* [AIM] Rewrite all of the records below as a numbered list, one line per item, leaving out any blank lines.

---- RECORDS SUPPLIED

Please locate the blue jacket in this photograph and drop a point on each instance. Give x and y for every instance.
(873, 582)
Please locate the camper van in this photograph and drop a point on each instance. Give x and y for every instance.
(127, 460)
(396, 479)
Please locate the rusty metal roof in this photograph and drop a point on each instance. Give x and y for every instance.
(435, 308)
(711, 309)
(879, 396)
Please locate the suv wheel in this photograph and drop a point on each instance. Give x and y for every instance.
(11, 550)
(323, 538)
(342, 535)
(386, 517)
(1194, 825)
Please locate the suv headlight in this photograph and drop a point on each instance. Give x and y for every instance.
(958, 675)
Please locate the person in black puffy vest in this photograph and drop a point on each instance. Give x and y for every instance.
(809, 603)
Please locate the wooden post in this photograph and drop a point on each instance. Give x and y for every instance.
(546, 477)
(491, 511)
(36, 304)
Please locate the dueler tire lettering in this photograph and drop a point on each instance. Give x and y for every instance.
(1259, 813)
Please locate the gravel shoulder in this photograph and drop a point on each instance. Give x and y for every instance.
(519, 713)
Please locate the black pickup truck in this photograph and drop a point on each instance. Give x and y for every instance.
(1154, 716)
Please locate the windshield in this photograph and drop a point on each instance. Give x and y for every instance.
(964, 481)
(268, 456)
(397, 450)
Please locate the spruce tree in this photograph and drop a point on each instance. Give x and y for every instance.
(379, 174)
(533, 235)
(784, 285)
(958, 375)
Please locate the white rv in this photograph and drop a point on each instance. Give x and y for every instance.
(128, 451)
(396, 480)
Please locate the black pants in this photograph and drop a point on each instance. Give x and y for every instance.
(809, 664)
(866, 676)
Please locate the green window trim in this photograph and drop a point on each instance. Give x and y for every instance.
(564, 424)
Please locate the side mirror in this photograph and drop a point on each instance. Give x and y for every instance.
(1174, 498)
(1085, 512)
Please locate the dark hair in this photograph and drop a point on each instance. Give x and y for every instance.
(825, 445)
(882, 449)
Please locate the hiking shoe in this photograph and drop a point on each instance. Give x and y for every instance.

--------

* [COMPLETE RESPONSE]
1. Please locate the blue jacket in this photograph and drop a point on each instance. Give x and y for every instance.
2. (873, 582)
3. Please locate the camper van in this photograph and drop a point on each instance. Give x and y for every instance.
4. (127, 460)
5. (396, 479)
6. Please locate the rusty metal roof in this photograph and drop a point on each instance. Give x and y for every instance.
7. (435, 308)
8. (711, 309)
9. (879, 396)
10. Please locate the suv wheel in this photograph and drop a point on each instance. Give x and y for every instance.
11. (11, 550)
12. (323, 538)
13. (342, 535)
14. (386, 517)
15. (1194, 825)
16. Please locate the suv headlight in this photograph and drop a point on each instance. Give x and y for every instance.
17. (958, 675)
18. Please locate the person in black puffy vest in this photograph and drop a point on each instance. Give x and y for every instance.
19. (809, 603)
20. Please locate the wooden post in this photograph and drop a point on each instance. Give x and y for every instance.
21. (546, 477)
22. (491, 511)
23. (36, 304)
24. Please locate the dueler tire lettering in this photograph and drop a point on each instance. Give x and y for every instance.
25. (1259, 813)
26. Please locate the gravel shoulder in this photograph and drop a point on each instance. Give x and y for every instance.
27. (519, 713)
28. Please locate the black pickup truck in this photograph and drop a point on each instance. Give x and y for every instance.
29. (1154, 716)
30. Please locate the windshield in this photograph and drop a point on each instance. Give x and y for every instance.
31. (964, 481)
32. (268, 456)
33. (397, 450)
34. Please locate the spruce tree in this photograph and drop a point on each instance. Give x and y for every instance.
35. (379, 174)
36. (533, 235)
37. (784, 285)
38. (958, 375)
39. Please locate the white rv in this photograph and drop a point on each instance. Give x and y for every instance.
40. (128, 451)
41. (396, 480)
42. Please locate the black pants in this photograph and drop a point on each instance. Give x and y for every instance.
43. (809, 664)
44. (866, 676)
45. Please locate the green window trim in this photograph and drop a point on each instance. Give x and y for every instance.
46. (564, 424)
47. Please locate the side mirror in this photograph and drop a point on each instance. Give x and y for every instance.
48. (1174, 498)
49. (1085, 512)
50. Please locate the dark hair in this photograph and drop a point on each instance. Give x and y for every instance.
51. (825, 445)
52. (882, 449)
53. Please locate the hiking shoe in this photograph and drop a point on each instance. Give x and y for every instance.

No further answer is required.